## Exercise details
Please give every entry again, exactly as it reads.

## Materials provided
----------------------------------------

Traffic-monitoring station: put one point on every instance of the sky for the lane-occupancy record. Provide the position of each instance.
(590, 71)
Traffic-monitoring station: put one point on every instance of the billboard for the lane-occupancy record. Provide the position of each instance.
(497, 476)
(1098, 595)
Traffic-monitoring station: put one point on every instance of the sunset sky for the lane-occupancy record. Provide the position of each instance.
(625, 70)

----------------------------------------

## Solved exercise
Traffic-monitoring station: put one point on every instance of the sky for the lane-occupancy record. Provide the position of each instance.
(590, 71)
Traffic-monitoring station: put one point on every instance of the billboard for the lane-occupancy record. Provide the position of each instance.
(497, 476)
(1098, 595)
Traffic-monitoring station: put one point on every instance of the sunset sky for the lane-occupancy record. Provide the position of each instance.
(625, 70)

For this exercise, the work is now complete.